**TASK DIRECTIONS**
Some entries follow. Reproduce exactly the lines starting at the one with "Target: beige apron" and stopping after the one with "Target: woman's right hand".

**Records from a data source**
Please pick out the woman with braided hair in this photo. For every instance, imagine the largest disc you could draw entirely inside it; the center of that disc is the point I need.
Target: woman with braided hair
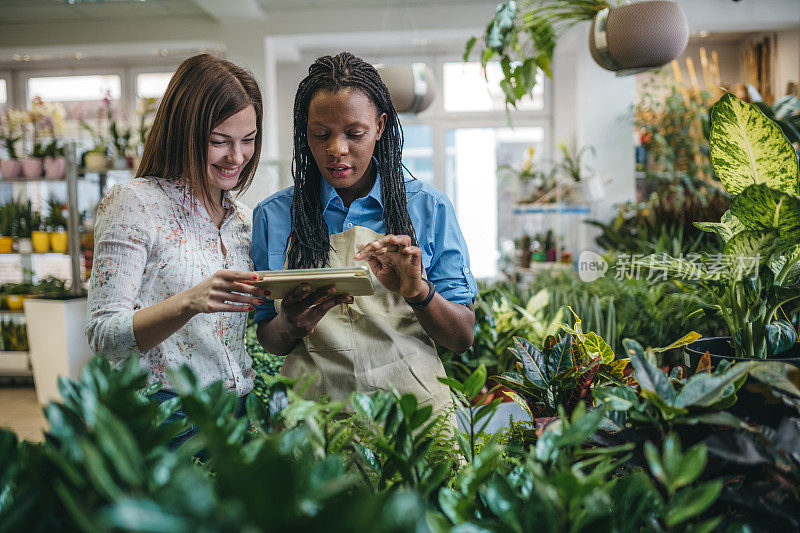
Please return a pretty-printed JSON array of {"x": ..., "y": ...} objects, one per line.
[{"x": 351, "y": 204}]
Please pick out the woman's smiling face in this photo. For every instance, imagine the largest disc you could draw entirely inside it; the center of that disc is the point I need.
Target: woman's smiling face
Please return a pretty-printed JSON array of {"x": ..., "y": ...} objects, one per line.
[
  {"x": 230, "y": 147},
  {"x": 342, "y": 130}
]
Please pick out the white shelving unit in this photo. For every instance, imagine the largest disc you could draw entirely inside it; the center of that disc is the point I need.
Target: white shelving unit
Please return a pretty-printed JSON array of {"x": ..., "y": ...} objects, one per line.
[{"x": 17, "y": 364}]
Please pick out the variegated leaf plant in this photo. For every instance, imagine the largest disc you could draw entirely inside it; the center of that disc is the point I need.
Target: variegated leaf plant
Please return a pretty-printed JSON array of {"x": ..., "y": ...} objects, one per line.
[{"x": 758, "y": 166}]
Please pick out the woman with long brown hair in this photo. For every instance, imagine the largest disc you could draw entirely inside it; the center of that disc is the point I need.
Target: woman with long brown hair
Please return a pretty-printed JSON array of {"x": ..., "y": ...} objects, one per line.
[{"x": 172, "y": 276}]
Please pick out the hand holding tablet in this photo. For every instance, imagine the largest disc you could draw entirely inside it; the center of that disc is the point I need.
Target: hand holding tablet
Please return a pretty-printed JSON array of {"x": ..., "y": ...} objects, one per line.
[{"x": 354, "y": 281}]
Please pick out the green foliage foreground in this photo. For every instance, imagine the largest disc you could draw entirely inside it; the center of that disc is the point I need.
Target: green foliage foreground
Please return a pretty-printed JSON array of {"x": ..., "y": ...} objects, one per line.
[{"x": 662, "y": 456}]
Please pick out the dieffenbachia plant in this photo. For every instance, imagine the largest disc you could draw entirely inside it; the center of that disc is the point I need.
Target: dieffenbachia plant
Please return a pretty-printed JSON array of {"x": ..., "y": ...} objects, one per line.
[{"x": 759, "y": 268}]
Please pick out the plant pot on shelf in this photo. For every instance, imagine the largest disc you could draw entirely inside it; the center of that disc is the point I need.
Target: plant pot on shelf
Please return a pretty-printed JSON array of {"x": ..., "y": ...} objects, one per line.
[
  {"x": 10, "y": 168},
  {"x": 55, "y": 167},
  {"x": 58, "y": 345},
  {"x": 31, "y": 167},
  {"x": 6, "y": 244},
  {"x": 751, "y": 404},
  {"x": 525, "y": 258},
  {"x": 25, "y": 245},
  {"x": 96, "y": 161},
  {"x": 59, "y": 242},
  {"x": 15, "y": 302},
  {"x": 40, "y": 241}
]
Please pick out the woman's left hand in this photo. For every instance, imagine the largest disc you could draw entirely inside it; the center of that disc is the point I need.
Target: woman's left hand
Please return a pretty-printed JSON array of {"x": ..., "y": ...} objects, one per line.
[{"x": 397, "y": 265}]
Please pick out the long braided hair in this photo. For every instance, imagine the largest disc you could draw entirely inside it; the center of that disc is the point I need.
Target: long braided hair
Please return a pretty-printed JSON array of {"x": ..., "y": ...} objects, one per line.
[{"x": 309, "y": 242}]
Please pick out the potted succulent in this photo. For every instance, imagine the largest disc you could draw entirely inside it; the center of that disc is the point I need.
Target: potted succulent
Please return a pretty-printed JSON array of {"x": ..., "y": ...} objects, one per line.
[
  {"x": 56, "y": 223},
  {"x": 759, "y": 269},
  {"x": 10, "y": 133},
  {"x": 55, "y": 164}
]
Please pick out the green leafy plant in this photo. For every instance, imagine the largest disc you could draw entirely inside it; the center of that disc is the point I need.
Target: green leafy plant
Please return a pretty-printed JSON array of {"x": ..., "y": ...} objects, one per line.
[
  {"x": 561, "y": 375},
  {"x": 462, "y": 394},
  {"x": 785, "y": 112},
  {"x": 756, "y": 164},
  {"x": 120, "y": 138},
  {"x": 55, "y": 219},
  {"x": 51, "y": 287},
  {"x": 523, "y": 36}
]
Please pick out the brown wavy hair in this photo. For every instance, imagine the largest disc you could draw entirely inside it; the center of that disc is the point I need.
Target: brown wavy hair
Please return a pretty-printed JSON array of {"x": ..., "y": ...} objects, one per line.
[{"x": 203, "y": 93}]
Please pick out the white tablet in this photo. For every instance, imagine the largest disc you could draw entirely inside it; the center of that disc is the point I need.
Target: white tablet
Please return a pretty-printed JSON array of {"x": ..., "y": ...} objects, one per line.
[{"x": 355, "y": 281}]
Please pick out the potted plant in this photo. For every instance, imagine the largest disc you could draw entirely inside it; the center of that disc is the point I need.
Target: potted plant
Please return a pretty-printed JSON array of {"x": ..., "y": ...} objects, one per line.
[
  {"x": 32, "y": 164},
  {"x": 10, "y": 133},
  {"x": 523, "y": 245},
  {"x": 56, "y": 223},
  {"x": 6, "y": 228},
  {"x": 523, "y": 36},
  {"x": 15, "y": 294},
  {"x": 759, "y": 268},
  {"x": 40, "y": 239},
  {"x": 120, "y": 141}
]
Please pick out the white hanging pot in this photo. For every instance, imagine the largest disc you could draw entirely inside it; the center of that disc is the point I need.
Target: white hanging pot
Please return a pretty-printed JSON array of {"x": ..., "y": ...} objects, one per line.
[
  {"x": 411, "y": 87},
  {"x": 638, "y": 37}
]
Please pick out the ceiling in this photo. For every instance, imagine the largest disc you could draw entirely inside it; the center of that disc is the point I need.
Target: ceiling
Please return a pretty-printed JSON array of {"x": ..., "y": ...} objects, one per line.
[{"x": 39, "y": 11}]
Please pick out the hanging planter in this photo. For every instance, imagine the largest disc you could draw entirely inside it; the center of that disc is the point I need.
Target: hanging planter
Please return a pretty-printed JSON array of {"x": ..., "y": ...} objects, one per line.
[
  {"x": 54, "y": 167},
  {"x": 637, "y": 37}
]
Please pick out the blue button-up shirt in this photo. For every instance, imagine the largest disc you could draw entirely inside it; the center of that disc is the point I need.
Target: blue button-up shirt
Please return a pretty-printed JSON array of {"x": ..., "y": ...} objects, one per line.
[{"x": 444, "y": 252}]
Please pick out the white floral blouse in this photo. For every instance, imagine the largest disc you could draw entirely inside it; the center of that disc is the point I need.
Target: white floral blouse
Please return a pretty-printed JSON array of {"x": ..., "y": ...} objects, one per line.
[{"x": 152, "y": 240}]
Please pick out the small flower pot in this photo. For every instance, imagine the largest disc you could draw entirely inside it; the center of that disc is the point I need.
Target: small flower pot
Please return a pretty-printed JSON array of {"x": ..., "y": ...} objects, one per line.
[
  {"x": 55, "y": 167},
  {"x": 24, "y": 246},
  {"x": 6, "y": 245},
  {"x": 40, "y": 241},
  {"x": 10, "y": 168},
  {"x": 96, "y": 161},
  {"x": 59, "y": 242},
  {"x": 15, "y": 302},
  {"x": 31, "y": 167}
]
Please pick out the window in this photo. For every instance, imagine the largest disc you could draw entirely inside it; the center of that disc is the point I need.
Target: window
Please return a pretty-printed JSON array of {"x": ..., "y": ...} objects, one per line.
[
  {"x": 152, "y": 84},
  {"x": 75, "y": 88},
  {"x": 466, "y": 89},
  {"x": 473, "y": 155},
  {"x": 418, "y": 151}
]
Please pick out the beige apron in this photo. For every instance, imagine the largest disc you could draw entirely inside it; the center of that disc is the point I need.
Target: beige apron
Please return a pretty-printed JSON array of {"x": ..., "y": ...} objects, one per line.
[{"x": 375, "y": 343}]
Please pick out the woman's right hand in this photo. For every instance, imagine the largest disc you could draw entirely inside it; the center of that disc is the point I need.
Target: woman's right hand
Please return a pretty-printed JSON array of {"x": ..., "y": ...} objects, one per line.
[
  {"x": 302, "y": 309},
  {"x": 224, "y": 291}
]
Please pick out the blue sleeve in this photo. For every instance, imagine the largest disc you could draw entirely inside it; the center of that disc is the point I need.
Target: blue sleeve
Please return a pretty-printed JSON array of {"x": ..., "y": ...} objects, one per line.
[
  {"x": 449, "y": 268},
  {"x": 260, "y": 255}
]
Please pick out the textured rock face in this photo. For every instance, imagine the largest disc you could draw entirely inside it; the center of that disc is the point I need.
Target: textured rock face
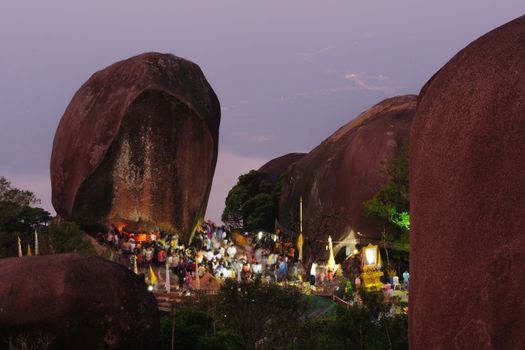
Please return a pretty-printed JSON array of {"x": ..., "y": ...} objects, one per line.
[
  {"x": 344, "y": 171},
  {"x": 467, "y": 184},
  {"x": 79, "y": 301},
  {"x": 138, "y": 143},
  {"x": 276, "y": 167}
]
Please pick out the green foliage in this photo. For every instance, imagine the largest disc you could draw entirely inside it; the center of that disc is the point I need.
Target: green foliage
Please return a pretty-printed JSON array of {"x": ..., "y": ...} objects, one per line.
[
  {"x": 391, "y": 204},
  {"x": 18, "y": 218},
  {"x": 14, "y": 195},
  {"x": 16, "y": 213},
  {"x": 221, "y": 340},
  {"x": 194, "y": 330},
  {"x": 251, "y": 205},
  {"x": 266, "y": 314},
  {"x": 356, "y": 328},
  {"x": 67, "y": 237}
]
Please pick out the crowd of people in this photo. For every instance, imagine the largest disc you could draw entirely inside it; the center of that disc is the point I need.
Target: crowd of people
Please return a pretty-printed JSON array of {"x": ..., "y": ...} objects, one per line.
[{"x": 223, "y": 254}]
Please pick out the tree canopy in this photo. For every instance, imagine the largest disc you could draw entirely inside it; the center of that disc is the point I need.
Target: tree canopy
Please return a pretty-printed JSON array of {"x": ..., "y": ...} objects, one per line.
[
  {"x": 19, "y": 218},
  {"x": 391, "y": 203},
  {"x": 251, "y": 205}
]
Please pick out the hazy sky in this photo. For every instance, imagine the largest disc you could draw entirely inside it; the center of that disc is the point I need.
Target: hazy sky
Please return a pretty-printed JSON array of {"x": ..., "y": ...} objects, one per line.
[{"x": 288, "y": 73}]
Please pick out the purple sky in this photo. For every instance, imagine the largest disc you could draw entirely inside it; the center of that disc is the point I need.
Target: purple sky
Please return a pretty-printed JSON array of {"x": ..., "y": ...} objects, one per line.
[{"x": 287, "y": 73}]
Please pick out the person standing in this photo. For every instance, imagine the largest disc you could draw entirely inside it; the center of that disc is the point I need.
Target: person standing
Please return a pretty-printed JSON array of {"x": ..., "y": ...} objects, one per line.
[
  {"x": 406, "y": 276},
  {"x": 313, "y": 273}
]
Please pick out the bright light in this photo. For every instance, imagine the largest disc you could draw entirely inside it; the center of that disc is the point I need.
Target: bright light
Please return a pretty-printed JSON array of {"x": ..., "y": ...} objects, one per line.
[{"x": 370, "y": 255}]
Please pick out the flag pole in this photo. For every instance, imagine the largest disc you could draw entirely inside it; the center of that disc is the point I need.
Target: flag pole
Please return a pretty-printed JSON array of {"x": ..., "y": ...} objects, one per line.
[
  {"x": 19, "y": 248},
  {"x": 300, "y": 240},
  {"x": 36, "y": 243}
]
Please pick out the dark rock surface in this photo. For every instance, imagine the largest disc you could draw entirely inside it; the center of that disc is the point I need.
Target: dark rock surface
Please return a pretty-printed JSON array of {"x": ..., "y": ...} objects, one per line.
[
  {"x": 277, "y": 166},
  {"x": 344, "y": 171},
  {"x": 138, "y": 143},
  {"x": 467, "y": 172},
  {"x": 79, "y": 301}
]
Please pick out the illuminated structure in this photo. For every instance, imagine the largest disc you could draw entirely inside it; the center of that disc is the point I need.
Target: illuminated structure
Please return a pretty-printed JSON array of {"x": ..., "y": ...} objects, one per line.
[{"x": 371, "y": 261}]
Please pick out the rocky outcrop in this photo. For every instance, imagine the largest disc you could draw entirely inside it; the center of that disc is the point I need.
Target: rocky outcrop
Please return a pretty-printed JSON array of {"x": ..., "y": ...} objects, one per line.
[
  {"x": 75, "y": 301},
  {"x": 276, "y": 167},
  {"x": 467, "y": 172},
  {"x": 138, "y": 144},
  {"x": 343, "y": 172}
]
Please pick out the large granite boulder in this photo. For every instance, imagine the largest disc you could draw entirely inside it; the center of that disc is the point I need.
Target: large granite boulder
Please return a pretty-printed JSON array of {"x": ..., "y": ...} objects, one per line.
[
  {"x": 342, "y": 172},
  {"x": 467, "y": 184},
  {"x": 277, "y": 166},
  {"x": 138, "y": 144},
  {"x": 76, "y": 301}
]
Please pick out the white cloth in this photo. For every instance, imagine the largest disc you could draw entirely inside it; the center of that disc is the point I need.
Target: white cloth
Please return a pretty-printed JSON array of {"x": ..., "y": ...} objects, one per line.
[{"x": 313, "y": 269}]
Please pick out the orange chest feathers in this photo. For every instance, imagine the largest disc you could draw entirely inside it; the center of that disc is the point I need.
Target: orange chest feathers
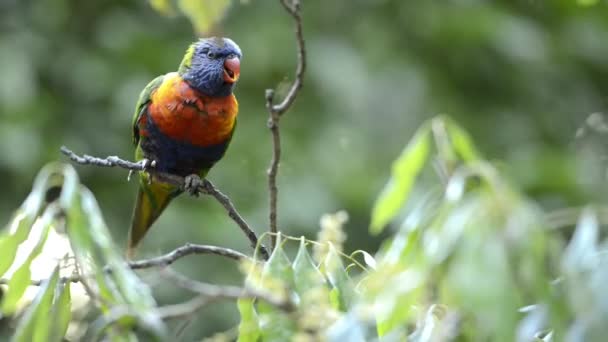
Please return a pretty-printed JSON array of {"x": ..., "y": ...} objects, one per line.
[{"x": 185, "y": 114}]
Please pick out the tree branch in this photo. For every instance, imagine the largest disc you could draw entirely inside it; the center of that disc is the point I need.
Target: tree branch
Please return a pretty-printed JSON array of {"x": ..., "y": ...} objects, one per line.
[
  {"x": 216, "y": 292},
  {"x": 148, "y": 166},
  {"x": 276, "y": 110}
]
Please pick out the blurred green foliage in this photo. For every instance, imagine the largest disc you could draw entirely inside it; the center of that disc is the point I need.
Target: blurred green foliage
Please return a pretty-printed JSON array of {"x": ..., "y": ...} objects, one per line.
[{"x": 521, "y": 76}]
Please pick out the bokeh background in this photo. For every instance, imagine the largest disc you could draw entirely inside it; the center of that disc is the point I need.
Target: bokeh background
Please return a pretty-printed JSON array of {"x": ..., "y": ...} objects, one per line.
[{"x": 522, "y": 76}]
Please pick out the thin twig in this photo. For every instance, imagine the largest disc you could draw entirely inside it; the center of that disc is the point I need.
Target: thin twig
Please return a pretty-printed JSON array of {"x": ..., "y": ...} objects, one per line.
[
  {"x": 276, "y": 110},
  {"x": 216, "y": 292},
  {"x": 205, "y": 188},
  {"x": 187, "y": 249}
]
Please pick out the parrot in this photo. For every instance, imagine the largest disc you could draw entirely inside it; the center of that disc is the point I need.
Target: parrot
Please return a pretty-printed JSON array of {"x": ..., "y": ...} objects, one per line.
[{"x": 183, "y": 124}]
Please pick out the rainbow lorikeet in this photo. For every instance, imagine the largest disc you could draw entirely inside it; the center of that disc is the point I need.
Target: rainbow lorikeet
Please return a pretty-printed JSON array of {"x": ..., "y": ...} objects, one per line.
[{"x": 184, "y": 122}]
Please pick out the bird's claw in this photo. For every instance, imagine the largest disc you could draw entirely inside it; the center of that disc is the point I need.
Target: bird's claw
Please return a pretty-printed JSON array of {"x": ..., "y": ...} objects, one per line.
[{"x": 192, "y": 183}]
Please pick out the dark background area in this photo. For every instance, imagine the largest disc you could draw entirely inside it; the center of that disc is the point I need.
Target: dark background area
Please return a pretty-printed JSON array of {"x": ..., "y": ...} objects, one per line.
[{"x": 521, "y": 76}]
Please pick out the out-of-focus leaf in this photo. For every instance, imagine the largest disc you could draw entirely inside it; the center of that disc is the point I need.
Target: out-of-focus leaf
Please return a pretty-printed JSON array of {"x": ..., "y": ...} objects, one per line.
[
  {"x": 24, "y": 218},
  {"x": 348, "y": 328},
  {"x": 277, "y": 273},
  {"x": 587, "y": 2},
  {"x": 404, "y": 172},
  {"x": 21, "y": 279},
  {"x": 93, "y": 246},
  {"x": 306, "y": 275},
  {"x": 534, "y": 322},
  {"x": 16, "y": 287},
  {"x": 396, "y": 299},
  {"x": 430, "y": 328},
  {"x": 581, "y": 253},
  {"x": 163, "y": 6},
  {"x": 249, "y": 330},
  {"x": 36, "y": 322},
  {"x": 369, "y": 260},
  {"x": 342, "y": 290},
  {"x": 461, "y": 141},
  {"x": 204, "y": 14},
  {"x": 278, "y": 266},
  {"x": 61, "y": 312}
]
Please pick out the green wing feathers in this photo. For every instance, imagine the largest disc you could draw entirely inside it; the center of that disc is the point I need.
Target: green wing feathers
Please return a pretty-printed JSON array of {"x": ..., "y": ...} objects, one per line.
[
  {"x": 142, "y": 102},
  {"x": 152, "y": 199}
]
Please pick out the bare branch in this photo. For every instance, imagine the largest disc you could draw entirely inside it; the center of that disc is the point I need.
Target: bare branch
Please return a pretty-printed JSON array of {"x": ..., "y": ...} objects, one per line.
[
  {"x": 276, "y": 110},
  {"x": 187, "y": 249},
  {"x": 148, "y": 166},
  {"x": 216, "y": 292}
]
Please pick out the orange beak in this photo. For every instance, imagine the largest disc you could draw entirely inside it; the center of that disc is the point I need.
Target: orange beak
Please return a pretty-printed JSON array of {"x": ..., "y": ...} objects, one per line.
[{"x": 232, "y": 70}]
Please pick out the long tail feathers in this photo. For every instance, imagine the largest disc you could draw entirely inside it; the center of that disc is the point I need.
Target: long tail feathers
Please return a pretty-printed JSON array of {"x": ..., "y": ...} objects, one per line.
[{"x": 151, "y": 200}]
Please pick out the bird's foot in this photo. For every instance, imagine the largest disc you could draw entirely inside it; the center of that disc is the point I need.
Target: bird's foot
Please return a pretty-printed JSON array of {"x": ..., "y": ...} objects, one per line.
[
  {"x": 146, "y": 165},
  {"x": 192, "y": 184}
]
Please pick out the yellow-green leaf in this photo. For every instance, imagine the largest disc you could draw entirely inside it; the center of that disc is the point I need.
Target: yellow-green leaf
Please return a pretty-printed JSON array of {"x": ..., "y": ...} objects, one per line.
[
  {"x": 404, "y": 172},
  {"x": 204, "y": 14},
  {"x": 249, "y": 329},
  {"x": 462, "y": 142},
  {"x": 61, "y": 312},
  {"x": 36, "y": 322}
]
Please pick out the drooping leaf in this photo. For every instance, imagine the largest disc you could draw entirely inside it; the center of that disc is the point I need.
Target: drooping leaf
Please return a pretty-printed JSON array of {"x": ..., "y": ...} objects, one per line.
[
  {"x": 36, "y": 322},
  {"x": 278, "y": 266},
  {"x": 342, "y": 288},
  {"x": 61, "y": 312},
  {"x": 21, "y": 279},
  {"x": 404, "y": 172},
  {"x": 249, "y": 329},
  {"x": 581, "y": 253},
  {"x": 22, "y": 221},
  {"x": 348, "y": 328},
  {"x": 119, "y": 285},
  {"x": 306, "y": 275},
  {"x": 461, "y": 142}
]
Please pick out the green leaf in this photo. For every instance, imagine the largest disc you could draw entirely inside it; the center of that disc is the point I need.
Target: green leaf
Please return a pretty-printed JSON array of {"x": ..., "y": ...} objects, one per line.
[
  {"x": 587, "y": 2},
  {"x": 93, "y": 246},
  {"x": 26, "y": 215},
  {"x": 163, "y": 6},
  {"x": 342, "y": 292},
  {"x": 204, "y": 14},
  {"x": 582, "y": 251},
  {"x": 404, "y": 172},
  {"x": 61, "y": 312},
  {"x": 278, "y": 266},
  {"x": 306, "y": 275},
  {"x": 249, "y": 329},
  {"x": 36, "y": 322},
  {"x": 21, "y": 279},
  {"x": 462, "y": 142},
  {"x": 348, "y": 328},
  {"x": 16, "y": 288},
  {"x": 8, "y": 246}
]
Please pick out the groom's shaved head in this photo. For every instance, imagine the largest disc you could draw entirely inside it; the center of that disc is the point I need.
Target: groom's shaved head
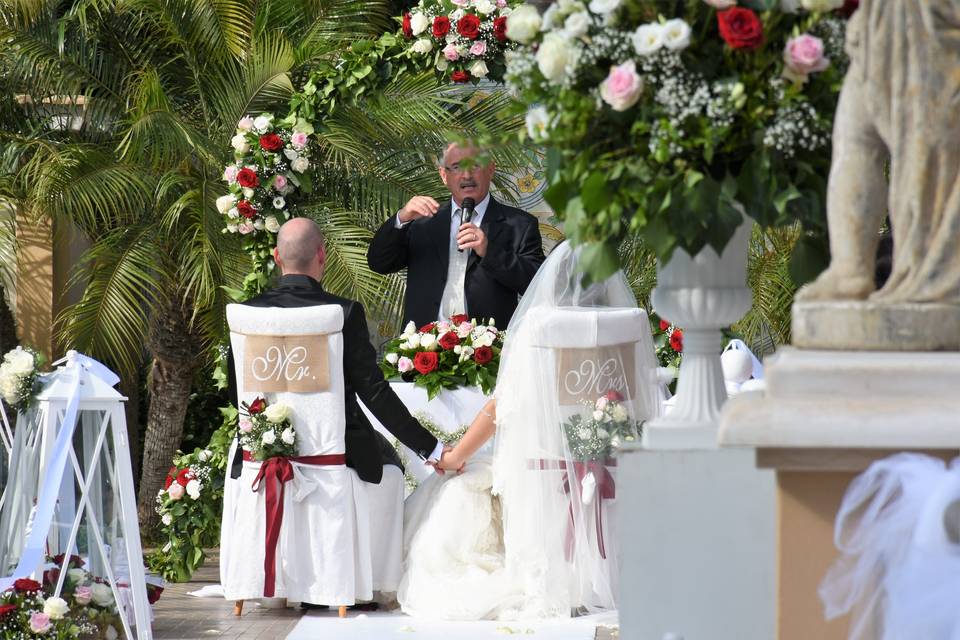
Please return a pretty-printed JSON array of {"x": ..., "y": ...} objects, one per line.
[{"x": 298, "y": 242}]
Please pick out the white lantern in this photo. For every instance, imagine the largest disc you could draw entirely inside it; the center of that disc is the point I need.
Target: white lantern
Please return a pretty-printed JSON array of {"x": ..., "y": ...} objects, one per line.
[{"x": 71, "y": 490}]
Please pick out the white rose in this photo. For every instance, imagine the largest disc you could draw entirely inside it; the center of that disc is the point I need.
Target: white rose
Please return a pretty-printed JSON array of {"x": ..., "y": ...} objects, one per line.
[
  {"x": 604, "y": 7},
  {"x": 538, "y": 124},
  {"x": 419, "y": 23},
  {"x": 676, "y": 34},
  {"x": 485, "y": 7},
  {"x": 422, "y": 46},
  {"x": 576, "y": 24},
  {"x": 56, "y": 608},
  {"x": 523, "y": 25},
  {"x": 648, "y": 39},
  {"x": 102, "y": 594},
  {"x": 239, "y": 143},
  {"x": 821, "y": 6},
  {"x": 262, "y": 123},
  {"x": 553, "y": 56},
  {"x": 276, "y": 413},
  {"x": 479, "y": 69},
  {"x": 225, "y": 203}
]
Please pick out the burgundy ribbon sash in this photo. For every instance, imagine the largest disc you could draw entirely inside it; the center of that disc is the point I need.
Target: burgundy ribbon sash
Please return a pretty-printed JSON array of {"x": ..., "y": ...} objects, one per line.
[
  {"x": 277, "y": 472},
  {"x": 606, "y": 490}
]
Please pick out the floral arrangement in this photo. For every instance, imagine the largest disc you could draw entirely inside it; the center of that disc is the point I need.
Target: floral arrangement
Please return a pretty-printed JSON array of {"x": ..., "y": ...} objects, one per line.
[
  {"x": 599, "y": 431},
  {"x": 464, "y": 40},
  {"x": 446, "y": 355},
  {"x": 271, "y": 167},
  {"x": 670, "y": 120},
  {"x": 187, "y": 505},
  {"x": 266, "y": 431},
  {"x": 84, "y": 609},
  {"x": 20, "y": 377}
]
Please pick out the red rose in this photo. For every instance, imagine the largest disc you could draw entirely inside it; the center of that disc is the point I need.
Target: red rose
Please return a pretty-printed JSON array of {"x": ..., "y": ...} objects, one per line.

**SOLUTION FOR THIS PROBLEM**
Target: beige apron
Please return a pretty-printed JSON array of {"x": ..., "y": ...} objects, one per line.
[{"x": 375, "y": 343}]
Please pick out the woman's right hand in this photo. For every instance, imagine the largest disc you could draw entirely inside it; the center of that disc is the point I need.
Target: woman's right hand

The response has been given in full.